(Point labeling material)
[Begin]

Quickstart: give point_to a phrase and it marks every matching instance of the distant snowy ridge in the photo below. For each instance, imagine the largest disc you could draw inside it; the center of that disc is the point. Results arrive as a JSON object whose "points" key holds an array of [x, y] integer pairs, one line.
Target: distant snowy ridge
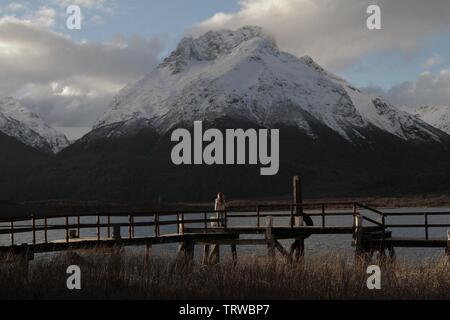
{"points": [[242, 74], [437, 116], [18, 122]]}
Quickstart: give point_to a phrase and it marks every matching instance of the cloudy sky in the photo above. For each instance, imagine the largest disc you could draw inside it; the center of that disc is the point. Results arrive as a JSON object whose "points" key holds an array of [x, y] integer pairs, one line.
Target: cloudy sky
{"points": [[69, 77]]}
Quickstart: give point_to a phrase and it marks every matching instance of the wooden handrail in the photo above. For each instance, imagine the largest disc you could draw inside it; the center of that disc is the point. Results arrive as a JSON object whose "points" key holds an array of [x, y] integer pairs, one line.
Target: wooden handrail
{"points": [[184, 218]]}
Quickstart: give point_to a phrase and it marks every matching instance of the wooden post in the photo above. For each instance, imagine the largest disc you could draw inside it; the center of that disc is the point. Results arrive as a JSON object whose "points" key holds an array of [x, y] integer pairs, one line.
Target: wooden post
{"points": [[234, 253], [130, 231], [67, 229], [270, 238], [448, 243], [109, 227], [358, 236], [12, 233], [34, 229], [45, 230], [206, 254], [323, 216], [116, 233], [298, 247], [258, 217], [186, 251], [147, 253], [98, 228], [298, 200], [79, 226]]}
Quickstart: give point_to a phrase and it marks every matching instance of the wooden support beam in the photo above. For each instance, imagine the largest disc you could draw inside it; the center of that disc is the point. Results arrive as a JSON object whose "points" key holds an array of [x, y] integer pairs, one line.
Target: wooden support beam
{"points": [[116, 233], [280, 248], [448, 243], [147, 254], [186, 250], [234, 253], [214, 256], [270, 238], [298, 200], [206, 254]]}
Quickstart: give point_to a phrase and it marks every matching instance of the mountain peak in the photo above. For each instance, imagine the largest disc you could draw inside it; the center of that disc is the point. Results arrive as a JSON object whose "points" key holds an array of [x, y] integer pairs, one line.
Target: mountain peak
{"points": [[214, 44], [19, 122]]}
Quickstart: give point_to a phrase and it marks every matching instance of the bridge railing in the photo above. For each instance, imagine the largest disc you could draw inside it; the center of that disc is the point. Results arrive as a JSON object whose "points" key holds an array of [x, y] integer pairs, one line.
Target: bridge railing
{"points": [[157, 221], [426, 225], [33, 225]]}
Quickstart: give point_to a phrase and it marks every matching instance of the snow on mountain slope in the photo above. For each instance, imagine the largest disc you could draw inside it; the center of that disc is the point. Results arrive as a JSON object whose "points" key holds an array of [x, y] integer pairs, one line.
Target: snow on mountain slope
{"points": [[242, 74], [19, 122], [437, 116]]}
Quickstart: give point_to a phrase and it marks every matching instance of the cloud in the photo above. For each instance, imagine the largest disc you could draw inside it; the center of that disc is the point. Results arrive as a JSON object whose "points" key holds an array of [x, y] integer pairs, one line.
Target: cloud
{"points": [[427, 89], [66, 82], [334, 32], [107, 6], [16, 7], [432, 61]]}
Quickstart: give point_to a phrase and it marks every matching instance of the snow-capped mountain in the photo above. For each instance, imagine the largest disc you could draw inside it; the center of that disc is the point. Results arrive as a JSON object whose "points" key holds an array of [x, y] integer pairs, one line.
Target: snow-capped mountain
{"points": [[243, 75], [18, 122], [437, 116]]}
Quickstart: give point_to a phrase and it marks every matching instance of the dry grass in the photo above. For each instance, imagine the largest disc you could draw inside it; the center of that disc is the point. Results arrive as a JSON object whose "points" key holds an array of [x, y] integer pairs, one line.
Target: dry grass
{"points": [[319, 277]]}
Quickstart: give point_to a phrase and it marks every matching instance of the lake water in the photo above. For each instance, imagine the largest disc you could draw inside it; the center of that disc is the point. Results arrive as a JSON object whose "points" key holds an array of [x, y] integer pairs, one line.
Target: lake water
{"points": [[316, 244]]}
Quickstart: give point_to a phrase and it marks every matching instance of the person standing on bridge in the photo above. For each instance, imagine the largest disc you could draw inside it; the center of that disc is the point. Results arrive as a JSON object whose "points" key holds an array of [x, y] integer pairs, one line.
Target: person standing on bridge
{"points": [[212, 253], [220, 207]]}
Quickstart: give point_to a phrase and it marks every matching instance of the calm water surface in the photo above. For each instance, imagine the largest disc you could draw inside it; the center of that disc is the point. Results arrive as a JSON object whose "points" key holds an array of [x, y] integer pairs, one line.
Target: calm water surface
{"points": [[316, 244]]}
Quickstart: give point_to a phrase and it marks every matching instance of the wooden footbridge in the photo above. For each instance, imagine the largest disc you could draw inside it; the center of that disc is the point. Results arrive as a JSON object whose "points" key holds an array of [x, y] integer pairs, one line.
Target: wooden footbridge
{"points": [[242, 225]]}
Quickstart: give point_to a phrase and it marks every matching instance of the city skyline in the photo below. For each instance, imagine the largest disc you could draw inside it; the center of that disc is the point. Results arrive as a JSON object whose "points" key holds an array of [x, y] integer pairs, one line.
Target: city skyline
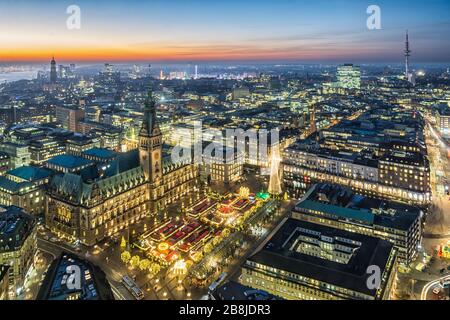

[End]

WHAT IS ASKED: Rewrite all of the material above, replacing every "disc" with "circle" and changing nothing else. Leave the pictures out of your version.

OUTPUT FOR THIS TASK:
Quickstart: give point_to a phrase and it marks every matching instance of the distant snowy ridge in the photo below. For each instance, imagine the largest circle you could draw inside it; the center of that circle is the point. Results arrive as a JSON object whose "points" key holds an array of [x, y] integer pairs, one line.
Target: distant snowy ridge
{"points": [[242, 74], [437, 116], [18, 122]]}
Quickstart: give point_to a phrase and it marks every matching instance of the cloudy sky in the photo above. For each instance, imagine the largest circle you could draw inside it; the center of that circle is the point. Results arrive as a JSON object whose "points" key holds an array of [x, y] integer pairs, one line.
Target: cloudy sky
{"points": [[69, 77]]}
Quickstart: give point_to a phrase and it marks every matching instance of the wooden handrail in the photo above. For each instance, imagine the largest circle you could draw inside it; the center of that circle is the point. Results arrive as a JSON object whose "points" key holds an array of [x, y] integer pairs, one line.
Target: wooden handrail
{"points": [[184, 218]]}
Quickstart: give point_to a phrase and it marks every matching instance of the wooden post in the photo above. For each instance, imagine the largest circle you could draw inside it; the center of that circle is the point. Results arrive as a JSON object whose "points" key holds an array of [x, y] integer pairs, one line.
Target: wooden post
{"points": [[234, 253], [130, 231], [67, 229], [270, 238], [448, 243], [109, 227], [358, 236], [12, 233], [34, 229], [45, 230], [206, 254], [323, 216], [116, 233], [298, 247], [258, 217], [186, 251], [147, 253], [98, 228], [298, 200], [79, 226]]}
Quickstart: give point_to a phrase and it marks every matching instance of the wooden support beam in the photo above. For each instance, imagine the largest circle you could draw inside it; the center of that circle is the point. Results arrive as a JSON object whose "points" key holds an array of [x, y] integer pairs, one line.
Target: wooden support beam
{"points": [[116, 233], [280, 248], [448, 243], [147, 254], [186, 250], [234, 253], [214, 256], [270, 238], [298, 200], [206, 254]]}
Quickstart: give point_to a phrase and it marks every matching instance of the mountain peak in the photo above. For each instance, imagine the largest circle you could draw inside it; the center of that circle is the point. Results arrive as a JSON object whose "points" key holds an array of [x, y] integer pairs, one line.
Target: mountain peak
{"points": [[214, 44], [19, 122]]}
Quickstart: give point_to a phrase and it marks every matching instance of the bridge railing in the photo above. For each instance, imagine the largest circle you could draw inside it; the center of that circle is the point. Results arrive as a JSON object whose "points" key holds an array of [x, y] integer pairs, one line.
Target: bridge railing
{"points": [[157, 221], [426, 225], [33, 225]]}
Quickstart: give point_to a phrase and it marks every matching instance of the snow on mountain slope in the photo above. For each instance, imagine the largest circle you could draw inside it; the center of that circle is the point. Results arrive as a JSON object whose "points" key holds an array of [x, y] integer pairs, one line.
Target: snow on mountain slope
{"points": [[242, 74], [19, 122], [437, 116]]}
Quickstart: give point_to a phrase and it marks every matching instance of the cloud in the photo above. For each instance, imagine the largest circle you could draw inside it; the center of that circle is the point. Results arrive as a JSON object whose "points" key holds an array of [x, y] integer pairs, one line.
Target: cloud
{"points": [[427, 89], [66, 82], [334, 32], [107, 6], [16, 7], [432, 61]]}
Quickstart: give point_to a phrase and it marks every matching instance of the snow-capped mountain in the photo above. For each instance, imagine the largest circle you could draw inside it; the center of that circle is the point. Results arrive as a JSON object whose "points" key holds an array of [x, y] integer pairs, one line.
Target: snow-capped mountain
{"points": [[243, 75], [18, 122], [437, 116]]}
Quickstart: give point_to a phrase and it marks every matching instance of the dry grass in the photo above. For each instance, imagine the largest circle you could draw inside it; the center of that circle is the point. Results arrive as a JSON object whose "points" key holds an array of [x, y] integer pairs, one line.
Target: dry grass
{"points": [[319, 277]]}
Quickstart: give point_to a phrase and it marks every matching instance of the lake water in the photo above. For each instance, imagine the largest circle you could draw inside it; the center of that circle is the point. Results arrive as a JSON object whose "points" key holds an array of [x, y] integer pairs, one line.
Target: lake water
{"points": [[316, 244]]}
Quickstart: give point_to a phrase and it marks every matching instance of the person standing on bridge in the photo above. For each instance, imagine the largest circle you could draw inside it; the center of that circle is the point. Results arrive as a JSON object whose "points" key holds an array of [x, y] integer pairs, one line.
Target: person standing on bridge
{"points": [[212, 253], [220, 207]]}
Quickstart: give point_to a phrase and it marks every matching instance of the calm water surface in the photo above. For each instance, imagine the largest circle you could draw inside it; the center of that circle is the point. Results arrive as a JSON object whose "points" key holds an array of [x, y] integer pairs, one line.
Target: calm water surface
{"points": [[316, 244]]}
Quickstart: give point_to a phrase and it marks every matching instance of the wooden footbridge in the photo above. For each instance, imagine the largest circle you could draw inside it; the center of that circle is the point. Results arrive as a JSON object whose "points" key holds an array of [x, y] integer pairs, one line.
Target: wooden footbridge
{"points": [[242, 225]]}
Quickstart: give point_to a phrase and it marks every matching instance of the city skyline in the photo below. For each instance, imagine the largest circle you could draw inside it; the center of that circle is the point. Results arrive as a JSON object whose "points" key holds an array of [x, y] integer pairs, one line.
Target: city skyline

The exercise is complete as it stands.